### Exercise task
Please quote the listing below word for word, leaving out the pictures.

### Rows
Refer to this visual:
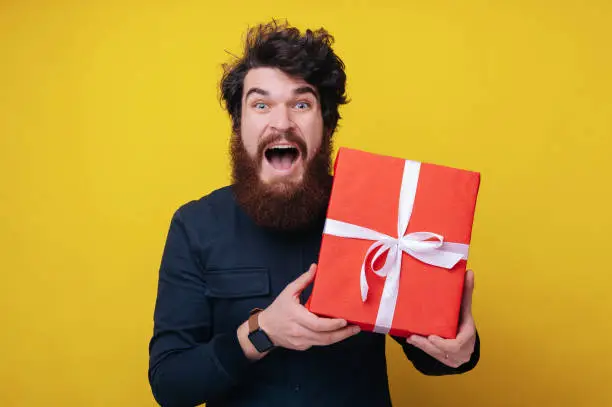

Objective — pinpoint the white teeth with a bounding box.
[270,146,295,150]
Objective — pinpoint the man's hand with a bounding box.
[259,264,359,350]
[407,270,476,367]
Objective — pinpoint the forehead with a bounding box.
[242,67,316,97]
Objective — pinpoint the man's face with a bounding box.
[240,67,323,187]
[230,68,332,230]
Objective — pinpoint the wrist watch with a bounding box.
[249,308,274,353]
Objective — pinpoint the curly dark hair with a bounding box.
[220,20,348,136]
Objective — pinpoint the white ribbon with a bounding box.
[323,160,469,334]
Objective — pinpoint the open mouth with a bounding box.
[264,144,300,171]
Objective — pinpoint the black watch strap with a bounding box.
[249,308,274,353]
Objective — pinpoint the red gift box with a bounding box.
[307,148,480,338]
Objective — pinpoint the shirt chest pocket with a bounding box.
[204,267,273,332]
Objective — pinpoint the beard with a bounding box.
[230,133,332,231]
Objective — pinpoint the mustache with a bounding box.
[257,131,308,162]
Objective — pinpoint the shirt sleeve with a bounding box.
[149,209,250,407]
[393,332,480,376]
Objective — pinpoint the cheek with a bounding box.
[240,113,266,156]
[301,117,323,156]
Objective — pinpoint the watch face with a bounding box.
[249,330,274,353]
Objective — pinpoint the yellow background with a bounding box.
[0,0,612,407]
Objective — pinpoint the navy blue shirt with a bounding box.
[149,187,480,407]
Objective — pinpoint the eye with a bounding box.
[295,102,310,110]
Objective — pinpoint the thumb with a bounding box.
[289,264,317,295]
[461,270,474,319]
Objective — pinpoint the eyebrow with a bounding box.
[293,86,319,99]
[244,86,318,100]
[244,88,270,100]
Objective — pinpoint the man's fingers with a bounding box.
[428,335,461,353]
[296,306,346,332]
[287,264,317,296]
[456,316,476,346]
[406,335,446,360]
[311,325,360,346]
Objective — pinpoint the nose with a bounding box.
[269,105,293,132]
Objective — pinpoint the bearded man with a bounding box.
[149,21,480,407]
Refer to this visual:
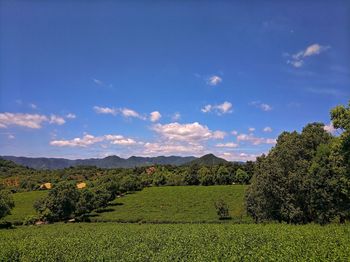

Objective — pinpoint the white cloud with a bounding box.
[150,111,162,122]
[119,108,146,120]
[104,135,137,145]
[218,152,259,161]
[171,112,181,121]
[29,103,38,109]
[152,122,225,142]
[249,101,272,112]
[287,44,330,68]
[66,113,77,119]
[92,78,104,86]
[50,115,66,125]
[201,101,232,115]
[237,134,276,145]
[207,75,222,86]
[50,134,137,147]
[323,122,337,134]
[215,142,238,148]
[0,112,65,129]
[50,134,103,147]
[213,130,226,139]
[93,106,146,120]
[94,106,117,115]
[143,142,204,156]
[201,105,212,113]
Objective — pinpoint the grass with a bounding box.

### Solved problem
Refer to this visual:

Objective — pinpoint the white teeth with a bounding box.
[270,146,295,150]
Objective — pinpoint the man's hand with a bounding box.
[259,264,359,350]
[407,270,476,367]
Objective — pinpoint the forehead with a bounding box.
[242,67,316,97]
Objective — pinpoint the man's face with a bounding box.
[240,67,323,187]
[230,68,332,230]
Objective — pinpoint the wrist watch with a bounding box.
[249,308,274,353]
Objective — pinpoint the curly dark hair with a bounding box.
[220,20,348,136]
Objective — pinpoint the white ribbon with a bounding box.
[323,160,469,334]
Objective — pinpoint the open mouth with a bounding box.
[264,144,300,171]
Objective — pinpoint the black watch strap with a bounding box.
[249,308,274,353]
Objective — pinpoint the red gift box with a bounding box.
[307,148,480,338]
Objective — pinpoint the shirt chest pocket with a bounding box.
[204,267,273,332]
Objective — pinpoint the beard with a bounding box.
[230,133,332,231]
Objective — pinpoint the mustache with a bounding box.
[257,131,308,162]
Objective — pinpoint the shirt sleeve with a bounding box.
[149,209,250,407]
[393,332,480,376]
Objective — pinpoint the cheek with a bounding box.
[240,113,266,156]
[301,117,323,156]
Objective — pinpoint the watch face with a bounding box.
[249,330,274,353]
Objective — pinpoint the yellow background with a bounding box.
[0,0,612,407]
Objective — pinpoint the navy blue shirt with a bounding box.
[149,187,480,407]
Objective — pinpoint the eye with a bounding box.
[295,102,310,110]
Objective — pinpoint the thumb with a bounding box.
[289,264,317,295]
[461,270,474,319]
Objective — pinpoint the eyebrow with a bounding box.
[293,86,319,99]
[244,86,318,100]
[244,88,270,100]
Objective — pinpoint the man's fingers with a bounding box.
[428,335,461,353]
[296,306,346,332]
[287,264,317,296]
[456,316,476,346]
[406,335,446,360]
[311,325,360,346]
Objective — pinpoint the nose with a bounding box.
[269,105,293,132]
Objective — pinpoint the bearded man with a bounding box.
[149,21,480,407]
Refer to this visual:

Objective — pinpoint the white cloud with a bounding box.
[150,111,162,122]
[119,108,146,120]
[104,135,137,145]
[218,152,259,161]
[171,112,181,121]
[29,103,38,109]
[152,122,225,142]
[249,101,272,112]
[287,44,330,68]
[66,113,77,119]
[92,78,104,86]
[50,115,66,125]
[201,101,232,115]
[237,134,276,145]
[207,75,222,86]
[50,134,137,147]
[323,122,337,134]
[215,142,238,148]
[0,112,65,129]
[50,134,103,147]
[213,130,226,139]
[93,106,146,120]
[94,106,117,115]
[143,142,204,156]
[201,105,212,113]
Objective — pinpoint the grass with a bounding box.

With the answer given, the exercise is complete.